Point-per-instance localization data:
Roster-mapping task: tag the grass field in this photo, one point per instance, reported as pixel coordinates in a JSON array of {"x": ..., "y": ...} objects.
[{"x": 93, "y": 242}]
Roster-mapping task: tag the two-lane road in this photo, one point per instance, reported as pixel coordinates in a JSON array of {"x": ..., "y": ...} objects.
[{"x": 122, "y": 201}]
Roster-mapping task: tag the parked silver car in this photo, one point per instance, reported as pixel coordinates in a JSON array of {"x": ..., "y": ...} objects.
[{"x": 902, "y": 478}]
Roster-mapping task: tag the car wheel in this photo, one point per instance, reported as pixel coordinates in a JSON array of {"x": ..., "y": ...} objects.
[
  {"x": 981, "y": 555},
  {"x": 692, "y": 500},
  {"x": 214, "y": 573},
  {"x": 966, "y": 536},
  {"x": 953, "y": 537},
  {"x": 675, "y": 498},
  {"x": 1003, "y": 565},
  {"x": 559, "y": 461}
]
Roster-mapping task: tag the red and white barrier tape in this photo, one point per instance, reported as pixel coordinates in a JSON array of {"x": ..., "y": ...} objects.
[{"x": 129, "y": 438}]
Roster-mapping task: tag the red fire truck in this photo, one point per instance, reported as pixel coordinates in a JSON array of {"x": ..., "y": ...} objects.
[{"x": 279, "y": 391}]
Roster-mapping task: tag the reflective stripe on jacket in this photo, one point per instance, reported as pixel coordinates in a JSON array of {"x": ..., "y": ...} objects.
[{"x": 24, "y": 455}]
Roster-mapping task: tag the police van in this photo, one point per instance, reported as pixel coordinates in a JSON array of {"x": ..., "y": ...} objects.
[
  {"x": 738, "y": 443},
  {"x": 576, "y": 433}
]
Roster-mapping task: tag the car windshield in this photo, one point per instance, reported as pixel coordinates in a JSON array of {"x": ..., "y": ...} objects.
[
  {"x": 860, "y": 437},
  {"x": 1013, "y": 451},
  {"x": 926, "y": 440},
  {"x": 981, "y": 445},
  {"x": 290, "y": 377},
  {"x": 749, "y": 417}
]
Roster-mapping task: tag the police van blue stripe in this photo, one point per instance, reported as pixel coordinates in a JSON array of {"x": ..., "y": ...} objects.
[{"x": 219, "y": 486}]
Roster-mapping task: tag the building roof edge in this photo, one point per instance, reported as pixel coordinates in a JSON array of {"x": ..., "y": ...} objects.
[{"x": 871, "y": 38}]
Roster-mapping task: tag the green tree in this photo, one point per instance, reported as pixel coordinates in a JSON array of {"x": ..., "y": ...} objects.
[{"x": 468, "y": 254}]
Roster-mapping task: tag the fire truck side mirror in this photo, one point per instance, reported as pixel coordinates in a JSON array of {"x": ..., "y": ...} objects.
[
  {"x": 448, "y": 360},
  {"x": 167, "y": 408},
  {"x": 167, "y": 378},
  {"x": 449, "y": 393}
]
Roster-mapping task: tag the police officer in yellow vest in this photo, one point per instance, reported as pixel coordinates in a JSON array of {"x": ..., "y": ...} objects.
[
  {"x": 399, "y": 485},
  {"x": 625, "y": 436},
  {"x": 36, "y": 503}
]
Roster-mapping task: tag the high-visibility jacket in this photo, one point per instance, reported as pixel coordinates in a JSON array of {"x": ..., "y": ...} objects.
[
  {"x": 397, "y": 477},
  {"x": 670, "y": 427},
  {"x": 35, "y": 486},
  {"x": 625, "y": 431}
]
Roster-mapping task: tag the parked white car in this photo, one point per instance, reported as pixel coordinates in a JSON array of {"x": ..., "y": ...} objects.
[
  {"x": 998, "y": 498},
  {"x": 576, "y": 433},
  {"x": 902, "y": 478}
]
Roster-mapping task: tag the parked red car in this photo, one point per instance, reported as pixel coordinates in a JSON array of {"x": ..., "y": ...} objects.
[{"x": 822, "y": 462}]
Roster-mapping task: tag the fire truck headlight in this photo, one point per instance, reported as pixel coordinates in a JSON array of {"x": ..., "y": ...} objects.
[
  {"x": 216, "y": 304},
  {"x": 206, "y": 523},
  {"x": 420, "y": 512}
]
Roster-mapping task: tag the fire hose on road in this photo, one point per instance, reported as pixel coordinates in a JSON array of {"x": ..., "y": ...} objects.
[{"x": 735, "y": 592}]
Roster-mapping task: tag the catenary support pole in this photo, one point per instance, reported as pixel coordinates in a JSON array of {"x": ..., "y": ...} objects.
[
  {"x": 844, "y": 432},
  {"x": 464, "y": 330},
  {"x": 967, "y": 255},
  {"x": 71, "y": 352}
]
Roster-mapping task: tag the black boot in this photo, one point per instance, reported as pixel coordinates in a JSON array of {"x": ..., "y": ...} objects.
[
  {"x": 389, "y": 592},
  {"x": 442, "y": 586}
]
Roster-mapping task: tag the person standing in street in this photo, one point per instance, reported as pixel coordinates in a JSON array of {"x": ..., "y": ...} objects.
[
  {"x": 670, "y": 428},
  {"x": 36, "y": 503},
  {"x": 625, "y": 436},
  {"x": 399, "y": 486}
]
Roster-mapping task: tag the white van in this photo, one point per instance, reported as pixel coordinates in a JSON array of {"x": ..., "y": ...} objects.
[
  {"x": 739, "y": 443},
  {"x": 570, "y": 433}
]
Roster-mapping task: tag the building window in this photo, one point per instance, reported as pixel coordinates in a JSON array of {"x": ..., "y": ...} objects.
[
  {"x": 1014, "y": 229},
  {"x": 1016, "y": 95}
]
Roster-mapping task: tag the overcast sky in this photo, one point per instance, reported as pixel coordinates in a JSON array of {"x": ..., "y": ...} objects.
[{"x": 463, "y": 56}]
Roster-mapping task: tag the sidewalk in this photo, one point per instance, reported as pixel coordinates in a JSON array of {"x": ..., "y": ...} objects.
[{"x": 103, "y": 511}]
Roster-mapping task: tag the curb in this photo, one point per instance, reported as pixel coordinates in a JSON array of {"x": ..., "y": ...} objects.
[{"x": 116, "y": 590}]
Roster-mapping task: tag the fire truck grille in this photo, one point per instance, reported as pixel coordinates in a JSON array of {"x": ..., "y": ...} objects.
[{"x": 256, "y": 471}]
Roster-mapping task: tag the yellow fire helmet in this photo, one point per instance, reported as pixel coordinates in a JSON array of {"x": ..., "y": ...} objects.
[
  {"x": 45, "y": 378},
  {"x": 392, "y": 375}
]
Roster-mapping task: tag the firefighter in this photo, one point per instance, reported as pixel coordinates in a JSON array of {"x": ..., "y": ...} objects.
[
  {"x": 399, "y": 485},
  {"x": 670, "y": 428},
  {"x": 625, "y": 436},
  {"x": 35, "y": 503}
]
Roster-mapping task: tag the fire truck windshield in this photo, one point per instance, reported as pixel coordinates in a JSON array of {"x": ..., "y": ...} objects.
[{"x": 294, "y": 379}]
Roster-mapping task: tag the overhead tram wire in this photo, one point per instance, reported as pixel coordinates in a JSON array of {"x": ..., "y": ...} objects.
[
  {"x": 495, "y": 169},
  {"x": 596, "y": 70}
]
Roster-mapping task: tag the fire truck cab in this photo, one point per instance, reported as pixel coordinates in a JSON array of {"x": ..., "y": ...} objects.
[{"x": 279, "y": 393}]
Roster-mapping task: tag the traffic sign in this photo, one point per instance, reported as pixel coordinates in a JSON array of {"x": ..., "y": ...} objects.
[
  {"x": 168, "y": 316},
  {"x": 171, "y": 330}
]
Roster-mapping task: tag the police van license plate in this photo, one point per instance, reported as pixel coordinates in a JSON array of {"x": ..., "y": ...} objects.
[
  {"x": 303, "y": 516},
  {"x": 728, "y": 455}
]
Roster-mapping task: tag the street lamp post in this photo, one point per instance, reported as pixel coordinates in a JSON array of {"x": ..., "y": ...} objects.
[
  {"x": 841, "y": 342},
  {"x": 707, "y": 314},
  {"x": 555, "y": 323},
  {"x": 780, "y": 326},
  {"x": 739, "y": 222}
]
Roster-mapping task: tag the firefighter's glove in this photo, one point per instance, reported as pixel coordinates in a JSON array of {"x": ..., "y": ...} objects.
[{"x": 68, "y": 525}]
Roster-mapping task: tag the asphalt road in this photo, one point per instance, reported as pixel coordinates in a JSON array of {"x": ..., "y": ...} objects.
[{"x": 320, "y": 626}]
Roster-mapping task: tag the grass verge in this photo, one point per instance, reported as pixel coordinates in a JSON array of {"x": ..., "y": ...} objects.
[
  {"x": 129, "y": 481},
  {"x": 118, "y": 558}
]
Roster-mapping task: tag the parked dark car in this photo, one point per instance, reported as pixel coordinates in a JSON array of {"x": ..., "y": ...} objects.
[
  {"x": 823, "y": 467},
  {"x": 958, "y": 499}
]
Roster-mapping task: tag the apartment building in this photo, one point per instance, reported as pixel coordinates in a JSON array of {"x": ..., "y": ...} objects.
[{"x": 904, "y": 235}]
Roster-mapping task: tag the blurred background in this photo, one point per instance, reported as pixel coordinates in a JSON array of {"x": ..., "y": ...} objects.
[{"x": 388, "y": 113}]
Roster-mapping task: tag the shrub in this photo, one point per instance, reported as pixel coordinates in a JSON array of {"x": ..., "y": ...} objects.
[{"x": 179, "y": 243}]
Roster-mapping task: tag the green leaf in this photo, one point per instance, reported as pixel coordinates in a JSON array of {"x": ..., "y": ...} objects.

--- What you will do ---
What are the lines from the one with "Roster-mapping task: tag the parked dark" through the end of the records above? Set them down exactly, both ends included, and nothing else.

--- Response ---
Roster-mapping task: tag the parked dark car in this photo, one point per instance, reported as pixel coordinates in a JSON array of {"x": ..., "y": ...} objects.
[
  {"x": 823, "y": 467},
  {"x": 958, "y": 499}
]
Roster-mapping task: tag the apartment building in this photo, one point per instance, reported as pixel coordinates in a JSON array of {"x": ..., "y": ...} objects.
[{"x": 904, "y": 235}]
Roster-mapping task: tag the blurred background in this photo, one point per instance, reported as pixel coordinates in a JSON array of {"x": ..., "y": ...} objects.
[{"x": 388, "y": 113}]
Roster-mapping task: tag the shrub in this photo, one point per instance, reported as pixel coordinates in a JSON array of {"x": ..., "y": ...} objects.
[{"x": 179, "y": 243}]
Roster-mapping task: tag the green leaf in this photo, one point per instance, reported as pixel coordinates in a JSON array of {"x": ..., "y": ...} objects.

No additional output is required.